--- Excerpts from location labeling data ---
================================
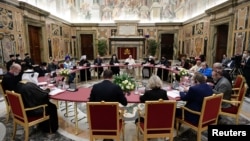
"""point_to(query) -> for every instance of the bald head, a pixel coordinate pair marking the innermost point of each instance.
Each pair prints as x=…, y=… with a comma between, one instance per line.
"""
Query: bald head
x=15, y=69
x=217, y=65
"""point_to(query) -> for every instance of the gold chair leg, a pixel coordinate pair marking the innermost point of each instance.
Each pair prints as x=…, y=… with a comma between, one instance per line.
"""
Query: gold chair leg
x=14, y=130
x=26, y=130
x=198, y=136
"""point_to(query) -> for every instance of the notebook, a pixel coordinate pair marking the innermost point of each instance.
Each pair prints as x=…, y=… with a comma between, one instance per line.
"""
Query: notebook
x=55, y=91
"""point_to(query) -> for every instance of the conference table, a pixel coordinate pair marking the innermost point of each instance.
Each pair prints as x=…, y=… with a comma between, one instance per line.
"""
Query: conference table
x=136, y=66
x=83, y=93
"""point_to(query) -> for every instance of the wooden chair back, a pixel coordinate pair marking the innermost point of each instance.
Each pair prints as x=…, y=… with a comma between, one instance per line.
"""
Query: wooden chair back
x=234, y=109
x=208, y=115
x=19, y=113
x=159, y=119
x=104, y=120
x=8, y=111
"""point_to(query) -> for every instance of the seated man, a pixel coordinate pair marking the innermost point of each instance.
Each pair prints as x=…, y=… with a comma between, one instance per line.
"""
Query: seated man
x=206, y=71
x=69, y=65
x=222, y=85
x=147, y=71
x=33, y=95
x=194, y=97
x=130, y=69
x=85, y=73
x=163, y=73
x=98, y=62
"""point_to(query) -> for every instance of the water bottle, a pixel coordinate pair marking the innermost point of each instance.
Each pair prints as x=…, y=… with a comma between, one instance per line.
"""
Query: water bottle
x=175, y=84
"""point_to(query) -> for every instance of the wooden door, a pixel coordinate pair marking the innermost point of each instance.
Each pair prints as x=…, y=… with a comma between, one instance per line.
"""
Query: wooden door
x=221, y=45
x=34, y=43
x=87, y=46
x=167, y=45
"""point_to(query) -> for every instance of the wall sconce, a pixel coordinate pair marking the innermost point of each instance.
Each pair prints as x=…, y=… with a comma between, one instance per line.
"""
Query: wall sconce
x=147, y=36
x=1, y=36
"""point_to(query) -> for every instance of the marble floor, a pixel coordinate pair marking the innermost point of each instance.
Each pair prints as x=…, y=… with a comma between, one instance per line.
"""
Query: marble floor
x=67, y=130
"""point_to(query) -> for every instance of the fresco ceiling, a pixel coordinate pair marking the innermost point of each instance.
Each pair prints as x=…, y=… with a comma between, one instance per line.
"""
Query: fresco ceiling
x=108, y=11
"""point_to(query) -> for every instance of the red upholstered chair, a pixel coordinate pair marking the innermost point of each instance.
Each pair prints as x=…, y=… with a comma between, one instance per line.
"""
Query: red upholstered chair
x=234, y=110
x=158, y=120
x=8, y=111
x=105, y=121
x=61, y=66
x=19, y=113
x=208, y=116
x=239, y=82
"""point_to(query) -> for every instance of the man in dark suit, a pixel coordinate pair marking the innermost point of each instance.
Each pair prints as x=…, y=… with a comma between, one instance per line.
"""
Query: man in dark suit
x=84, y=62
x=164, y=63
x=10, y=62
x=194, y=97
x=11, y=78
x=246, y=69
x=147, y=71
x=28, y=61
x=222, y=85
x=107, y=91
x=98, y=62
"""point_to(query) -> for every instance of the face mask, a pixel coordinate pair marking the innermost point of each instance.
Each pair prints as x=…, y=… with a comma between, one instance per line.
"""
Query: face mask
x=15, y=73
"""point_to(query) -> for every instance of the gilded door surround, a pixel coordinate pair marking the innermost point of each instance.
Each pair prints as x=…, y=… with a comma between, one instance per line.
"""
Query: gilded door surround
x=211, y=49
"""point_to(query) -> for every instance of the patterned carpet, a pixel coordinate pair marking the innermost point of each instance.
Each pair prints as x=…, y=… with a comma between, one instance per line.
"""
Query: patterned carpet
x=64, y=135
x=37, y=135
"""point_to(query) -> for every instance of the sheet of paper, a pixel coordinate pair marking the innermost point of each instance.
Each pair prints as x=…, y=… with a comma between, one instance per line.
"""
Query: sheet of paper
x=173, y=93
x=42, y=83
x=55, y=91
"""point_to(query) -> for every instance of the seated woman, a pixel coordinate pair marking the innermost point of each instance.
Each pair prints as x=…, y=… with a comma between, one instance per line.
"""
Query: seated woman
x=155, y=93
x=84, y=62
x=33, y=95
x=114, y=61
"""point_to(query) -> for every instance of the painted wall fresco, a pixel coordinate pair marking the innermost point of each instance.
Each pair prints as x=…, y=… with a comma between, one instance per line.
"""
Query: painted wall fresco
x=110, y=10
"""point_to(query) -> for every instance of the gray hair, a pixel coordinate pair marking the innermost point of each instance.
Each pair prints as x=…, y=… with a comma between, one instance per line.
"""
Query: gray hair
x=217, y=65
x=154, y=82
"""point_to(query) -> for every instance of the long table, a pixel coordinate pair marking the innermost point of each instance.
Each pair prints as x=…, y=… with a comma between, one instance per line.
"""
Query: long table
x=83, y=94
x=136, y=66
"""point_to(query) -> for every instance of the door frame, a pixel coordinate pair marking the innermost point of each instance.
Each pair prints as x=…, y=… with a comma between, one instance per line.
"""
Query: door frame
x=211, y=48
x=43, y=46
x=78, y=40
x=176, y=47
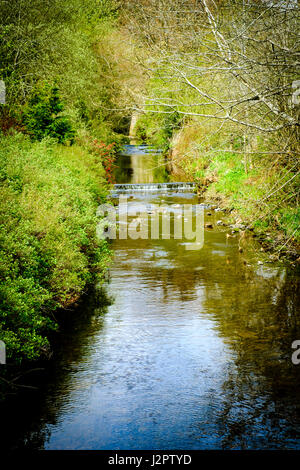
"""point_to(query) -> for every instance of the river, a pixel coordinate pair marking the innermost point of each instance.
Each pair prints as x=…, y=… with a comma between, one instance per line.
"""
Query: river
x=193, y=352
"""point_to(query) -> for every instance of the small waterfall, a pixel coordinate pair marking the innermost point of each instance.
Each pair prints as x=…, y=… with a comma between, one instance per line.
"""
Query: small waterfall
x=153, y=187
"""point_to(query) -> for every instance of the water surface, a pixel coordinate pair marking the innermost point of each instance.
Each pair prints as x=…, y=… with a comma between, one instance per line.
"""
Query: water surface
x=193, y=353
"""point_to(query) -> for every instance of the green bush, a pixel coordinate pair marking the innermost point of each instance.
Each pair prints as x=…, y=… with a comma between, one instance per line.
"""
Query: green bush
x=42, y=116
x=48, y=246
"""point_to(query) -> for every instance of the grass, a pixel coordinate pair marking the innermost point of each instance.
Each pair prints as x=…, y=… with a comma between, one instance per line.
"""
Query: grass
x=49, y=251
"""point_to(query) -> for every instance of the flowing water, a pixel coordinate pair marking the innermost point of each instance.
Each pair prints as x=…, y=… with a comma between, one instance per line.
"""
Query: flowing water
x=193, y=353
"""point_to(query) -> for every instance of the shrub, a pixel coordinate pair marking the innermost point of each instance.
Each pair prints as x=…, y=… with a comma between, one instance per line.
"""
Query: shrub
x=42, y=116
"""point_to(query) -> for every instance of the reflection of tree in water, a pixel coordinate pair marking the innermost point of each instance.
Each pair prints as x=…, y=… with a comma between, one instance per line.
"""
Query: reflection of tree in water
x=255, y=310
x=257, y=317
x=26, y=418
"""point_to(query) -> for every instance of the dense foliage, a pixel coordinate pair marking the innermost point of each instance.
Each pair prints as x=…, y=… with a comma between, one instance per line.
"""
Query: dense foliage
x=49, y=251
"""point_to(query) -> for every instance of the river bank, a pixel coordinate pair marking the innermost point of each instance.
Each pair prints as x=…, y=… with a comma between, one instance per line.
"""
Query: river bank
x=49, y=250
x=181, y=358
x=255, y=198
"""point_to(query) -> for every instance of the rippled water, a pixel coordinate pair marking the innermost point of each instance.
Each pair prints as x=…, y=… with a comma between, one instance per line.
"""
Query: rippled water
================================
--- Written request ---
Rescale the material starting at the line that contains "seated woman, a" and ending at the line that contains "x=154, y=82", and give all of those lines again, with the requests included. Multiply every coordinate in the answers by 1.8 and round each result to a whole number, rounding halves up.

--- Final answer ---
"""point_to(query) -> for every instance of the seated woman, a pixel coordinate pair marking the innermost point of each instance.
Each pair prints as x=…, y=… with a comma between, one instance per line.
"""
Query: seated woman
x=279, y=167
x=151, y=112
x=59, y=171
x=205, y=110
"""point_to(query) -> for every instance of the painted wall fresco, a pixel coordinate pair marking the innermost point of each instance.
Each pair prints as x=…, y=… with a comma between, one instance per line.
"""
Query: painted wall fresco
x=198, y=18
"""point_to(query) -> for every instance of the gray hair, a pixel coordinate pair marking the innermost point of each instance.
Each pair prints as x=…, y=… with a comma between, one instance per line.
"""
Query: gray hair
x=391, y=117
x=277, y=148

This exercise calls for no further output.